What the exercise asks
In the material below, convert everything from the line containing "Provide one point per instance of the necklace in" down to the line containing "x=105 y=305" into a Markdown table with the columns Row and Line. Give one numbered row per line and omit blank lines.

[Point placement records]
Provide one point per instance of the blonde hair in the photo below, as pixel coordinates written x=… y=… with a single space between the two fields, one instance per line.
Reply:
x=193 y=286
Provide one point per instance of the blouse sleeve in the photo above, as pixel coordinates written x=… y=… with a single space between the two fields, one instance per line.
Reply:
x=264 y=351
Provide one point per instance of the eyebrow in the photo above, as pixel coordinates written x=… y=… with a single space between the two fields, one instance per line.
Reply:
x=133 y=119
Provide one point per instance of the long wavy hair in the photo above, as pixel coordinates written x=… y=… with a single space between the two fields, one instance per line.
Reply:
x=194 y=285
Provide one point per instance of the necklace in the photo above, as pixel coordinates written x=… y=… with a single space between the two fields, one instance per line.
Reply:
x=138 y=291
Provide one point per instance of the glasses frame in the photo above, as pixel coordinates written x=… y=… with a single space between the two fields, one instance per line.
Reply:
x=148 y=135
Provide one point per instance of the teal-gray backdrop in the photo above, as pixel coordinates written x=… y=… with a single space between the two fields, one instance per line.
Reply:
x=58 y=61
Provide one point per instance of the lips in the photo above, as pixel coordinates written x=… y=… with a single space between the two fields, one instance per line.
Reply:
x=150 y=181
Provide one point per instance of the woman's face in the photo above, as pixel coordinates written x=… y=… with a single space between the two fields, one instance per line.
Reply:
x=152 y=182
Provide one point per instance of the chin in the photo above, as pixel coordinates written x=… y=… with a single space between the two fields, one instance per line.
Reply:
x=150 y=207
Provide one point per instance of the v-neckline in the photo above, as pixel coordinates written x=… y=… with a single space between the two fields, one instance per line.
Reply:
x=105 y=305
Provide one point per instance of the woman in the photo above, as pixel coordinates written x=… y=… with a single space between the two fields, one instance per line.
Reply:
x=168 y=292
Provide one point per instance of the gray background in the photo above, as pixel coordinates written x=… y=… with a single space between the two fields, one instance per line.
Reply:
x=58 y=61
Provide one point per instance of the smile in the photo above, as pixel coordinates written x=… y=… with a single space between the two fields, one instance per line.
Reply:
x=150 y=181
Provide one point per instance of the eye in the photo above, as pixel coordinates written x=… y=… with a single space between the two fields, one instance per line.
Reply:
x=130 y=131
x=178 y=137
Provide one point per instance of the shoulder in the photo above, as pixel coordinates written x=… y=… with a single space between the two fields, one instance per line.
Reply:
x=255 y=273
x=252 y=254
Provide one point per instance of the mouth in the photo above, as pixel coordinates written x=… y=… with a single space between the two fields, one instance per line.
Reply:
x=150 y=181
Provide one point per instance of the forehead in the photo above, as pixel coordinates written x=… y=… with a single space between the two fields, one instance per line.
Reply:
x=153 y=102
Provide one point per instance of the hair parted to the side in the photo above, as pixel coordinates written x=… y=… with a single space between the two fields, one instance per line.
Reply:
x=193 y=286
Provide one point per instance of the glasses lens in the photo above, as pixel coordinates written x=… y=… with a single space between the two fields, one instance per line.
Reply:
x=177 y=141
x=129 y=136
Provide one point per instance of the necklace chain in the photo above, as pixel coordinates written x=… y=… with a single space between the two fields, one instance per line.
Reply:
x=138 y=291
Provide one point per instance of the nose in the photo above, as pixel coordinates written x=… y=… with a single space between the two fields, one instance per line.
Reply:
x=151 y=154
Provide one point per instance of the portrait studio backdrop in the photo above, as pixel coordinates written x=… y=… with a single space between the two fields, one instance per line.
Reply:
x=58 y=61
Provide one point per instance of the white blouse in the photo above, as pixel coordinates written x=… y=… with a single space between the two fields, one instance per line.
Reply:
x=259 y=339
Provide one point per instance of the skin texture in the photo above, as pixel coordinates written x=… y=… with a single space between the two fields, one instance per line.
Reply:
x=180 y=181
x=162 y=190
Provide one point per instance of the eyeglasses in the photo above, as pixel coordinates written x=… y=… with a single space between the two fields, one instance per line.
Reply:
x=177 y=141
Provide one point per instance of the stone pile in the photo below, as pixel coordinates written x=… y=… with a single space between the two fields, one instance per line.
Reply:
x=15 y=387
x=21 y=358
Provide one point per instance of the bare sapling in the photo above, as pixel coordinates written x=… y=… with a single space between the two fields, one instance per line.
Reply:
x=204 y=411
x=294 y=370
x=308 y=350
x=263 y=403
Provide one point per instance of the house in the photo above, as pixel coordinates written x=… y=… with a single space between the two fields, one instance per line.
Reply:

The result
| Row | Line |
|---|---|
| 1 | Provide one point per instance of the necklace in the photo above, as pixel coordinates written x=… y=… with a single space between the two fields, one instance per line. |
| 2 | Reply: |
| 3 | x=138 y=291 |
| 4 | Provide one point per instance of the glasses frame in the photo above, as pixel coordinates written x=… y=… with a single space between the two fields, one instance per line. |
| 5 | Reply: |
| 6 | x=148 y=135 |
| 7 | Provide one point per instance of the teal-gray backdrop in the photo above, as pixel coordinates written x=… y=… with a single space between the two fields, one instance per line. |
| 8 | Reply: |
| 9 | x=58 y=61 |
| 10 | Provide one point per instance of the lips in the photo above, as pixel coordinates written x=… y=… with a single space between the two fields, one instance per line. |
| 11 | Reply: |
| 12 | x=150 y=181 |
| 13 | Provide one point per instance of the woman's face in the photo above, as pixel coordinates written x=… y=… with a single space between the two fields, one instance per line. |
| 14 | Reply: |
| 15 | x=152 y=182 |
| 16 | Provide one point per instance of the chin in the photo above, as pixel coordinates written x=… y=… with a single space between the two fields, one instance per line. |
| 17 | Reply: |
| 18 | x=150 y=207 |
| 19 | Provide one point per instance of the v-neckline in the photo above, as pixel coordinates written x=… y=… with a single space between the two fields, one instance per line. |
| 20 | Reply: |
| 21 | x=105 y=305 |